Task statement: Restate the records exactly. Include all of them.

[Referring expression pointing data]
****

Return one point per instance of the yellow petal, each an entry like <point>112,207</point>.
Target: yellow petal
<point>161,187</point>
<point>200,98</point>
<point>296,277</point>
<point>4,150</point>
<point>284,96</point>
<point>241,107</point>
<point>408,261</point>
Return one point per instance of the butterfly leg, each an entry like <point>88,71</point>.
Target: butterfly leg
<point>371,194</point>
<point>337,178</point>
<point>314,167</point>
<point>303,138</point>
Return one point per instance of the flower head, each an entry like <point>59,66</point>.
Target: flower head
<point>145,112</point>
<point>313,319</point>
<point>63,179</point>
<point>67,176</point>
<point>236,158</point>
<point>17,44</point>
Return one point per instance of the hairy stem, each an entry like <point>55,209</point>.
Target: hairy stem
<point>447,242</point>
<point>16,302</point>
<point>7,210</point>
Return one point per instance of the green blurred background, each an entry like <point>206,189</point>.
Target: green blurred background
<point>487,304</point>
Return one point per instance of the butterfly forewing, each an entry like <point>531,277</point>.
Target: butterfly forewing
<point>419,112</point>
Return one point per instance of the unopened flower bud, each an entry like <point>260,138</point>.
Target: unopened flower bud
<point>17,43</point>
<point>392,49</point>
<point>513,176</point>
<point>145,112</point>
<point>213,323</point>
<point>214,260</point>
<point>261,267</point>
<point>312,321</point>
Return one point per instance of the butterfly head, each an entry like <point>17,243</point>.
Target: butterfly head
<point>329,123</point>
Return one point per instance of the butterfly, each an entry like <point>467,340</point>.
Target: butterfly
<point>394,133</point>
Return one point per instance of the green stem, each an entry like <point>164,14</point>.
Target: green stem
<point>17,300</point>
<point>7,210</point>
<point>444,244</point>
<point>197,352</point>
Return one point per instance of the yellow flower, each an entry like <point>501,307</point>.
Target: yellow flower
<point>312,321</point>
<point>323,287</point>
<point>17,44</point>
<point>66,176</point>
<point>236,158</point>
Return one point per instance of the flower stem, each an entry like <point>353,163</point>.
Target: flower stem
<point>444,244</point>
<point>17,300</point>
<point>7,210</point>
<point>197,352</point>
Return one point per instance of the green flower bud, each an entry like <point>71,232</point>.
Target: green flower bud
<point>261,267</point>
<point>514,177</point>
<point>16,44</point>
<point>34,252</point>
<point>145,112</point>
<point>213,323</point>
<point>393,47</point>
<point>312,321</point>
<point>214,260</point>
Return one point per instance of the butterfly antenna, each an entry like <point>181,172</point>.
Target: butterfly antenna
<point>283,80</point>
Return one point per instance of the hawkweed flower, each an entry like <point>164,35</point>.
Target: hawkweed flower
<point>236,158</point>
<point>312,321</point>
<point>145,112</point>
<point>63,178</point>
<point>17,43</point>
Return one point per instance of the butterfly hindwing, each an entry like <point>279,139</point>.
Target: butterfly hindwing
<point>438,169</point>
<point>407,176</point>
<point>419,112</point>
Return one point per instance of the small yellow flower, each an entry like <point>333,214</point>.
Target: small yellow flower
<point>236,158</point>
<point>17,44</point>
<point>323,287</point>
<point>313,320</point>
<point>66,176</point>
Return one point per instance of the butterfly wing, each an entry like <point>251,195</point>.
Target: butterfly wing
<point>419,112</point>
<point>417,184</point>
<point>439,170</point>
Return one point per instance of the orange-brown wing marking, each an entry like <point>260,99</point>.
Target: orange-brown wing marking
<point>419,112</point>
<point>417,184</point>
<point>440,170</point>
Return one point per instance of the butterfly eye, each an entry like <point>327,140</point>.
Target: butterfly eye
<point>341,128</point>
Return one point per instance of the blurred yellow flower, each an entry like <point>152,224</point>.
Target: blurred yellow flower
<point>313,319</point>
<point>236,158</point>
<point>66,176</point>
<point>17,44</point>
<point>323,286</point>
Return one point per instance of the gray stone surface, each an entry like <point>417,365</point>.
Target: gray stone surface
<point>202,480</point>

****

Worked solution:
Return one point per instance of the yellow petal, each an entry like <point>112,207</point>.
Target: yellow petal
<point>161,187</point>
<point>200,98</point>
<point>296,277</point>
<point>4,150</point>
<point>284,96</point>
<point>241,107</point>
<point>408,261</point>
Return one point per instance of the butterfly leg, each an entry like <point>88,71</point>.
Target: butterfly leg
<point>371,194</point>
<point>337,178</point>
<point>314,167</point>
<point>303,138</point>
Return one point per instance of the flower head, each an entry like <point>59,66</point>.
Target: flower head
<point>145,112</point>
<point>313,319</point>
<point>63,179</point>
<point>67,176</point>
<point>236,158</point>
<point>17,44</point>
Return one point per instance of the hairy stem, each an entry like <point>55,209</point>.
Target: hairy stem
<point>447,242</point>
<point>16,302</point>
<point>7,210</point>
Return one point per instance of the green blurred background, each an entry like <point>206,189</point>.
Target: green blurred background
<point>487,304</point>
Return one point per instance of the butterfly forewing, each an entry like <point>531,277</point>.
Target: butterfly forewing
<point>419,112</point>
Return one point per instance of the unopened flower bud, each an entry like <point>260,138</point>.
Target: unopened flower bud
<point>17,43</point>
<point>392,49</point>
<point>513,176</point>
<point>145,112</point>
<point>213,323</point>
<point>214,260</point>
<point>261,267</point>
<point>312,321</point>
Return one point per instance of the butterfly head, each an entry like <point>17,243</point>.
Target: butterfly head
<point>329,123</point>
Return one point per instance of the butterfly, each an entry like <point>467,340</point>.
Target: butterfly
<point>394,133</point>
Return one point per instance of the green stem, each an entry like <point>164,14</point>.
Target: green stem
<point>17,300</point>
<point>7,210</point>
<point>444,244</point>
<point>197,352</point>
Return one point per instance of the yellow flower, each an entry like <point>501,307</point>.
Target: yellow flower
<point>312,321</point>
<point>323,287</point>
<point>17,44</point>
<point>66,176</point>
<point>236,158</point>
Return one point per instance of the flower stem, each an entry like <point>353,163</point>.
Target: flower stem
<point>444,244</point>
<point>17,300</point>
<point>7,210</point>
<point>197,352</point>
Return one point per instance of the green flower bud, each an entry like <point>71,232</point>.
Target: green flower bud
<point>261,267</point>
<point>514,177</point>
<point>16,44</point>
<point>34,252</point>
<point>145,112</point>
<point>213,323</point>
<point>393,47</point>
<point>312,321</point>
<point>214,260</point>
Return one point per instance of the butterfly antenna, each an entry like <point>181,172</point>.
Target: butterfly antenna
<point>283,80</point>
Return one point per instance of the hawkweed flower, each an entry like <point>164,35</point>.
Target: hawkweed flower
<point>236,158</point>
<point>312,321</point>
<point>145,112</point>
<point>63,178</point>
<point>17,43</point>
Return one point per instance of the butterfly hindwing, each an entry like <point>279,139</point>.
Target: butterfly hindwing
<point>438,169</point>
<point>407,176</point>
<point>419,112</point>
Return one point per instance of the small yellow flower, each an entry like <point>333,214</point>.
Target: small yellow flower
<point>236,158</point>
<point>17,44</point>
<point>323,287</point>
<point>313,320</point>
<point>66,176</point>
Return one point per instance of the butterfly wing, each an entry like <point>251,195</point>.
Target: butterfly wing
<point>419,112</point>
<point>417,184</point>
<point>439,170</point>
Return one point per instance of the orange-brown wing marking, each an entry like <point>260,99</point>.
Target: orange-brown wing marking
<point>419,112</point>
<point>417,184</point>
<point>440,170</point>
Return one point per instance of the butterfly eye, each an entry like <point>327,140</point>.
Target: butterfly eye
<point>341,128</point>
Return one point per instance of the blurred yellow flower, each an entry like <point>152,224</point>.
Target: blurred yellow flower
<point>313,319</point>
<point>236,158</point>
<point>66,176</point>
<point>17,44</point>
<point>323,286</point>
Return one point per instance of the gray stone surface, each an entry like <point>417,365</point>.
Target: gray stone surface
<point>202,480</point>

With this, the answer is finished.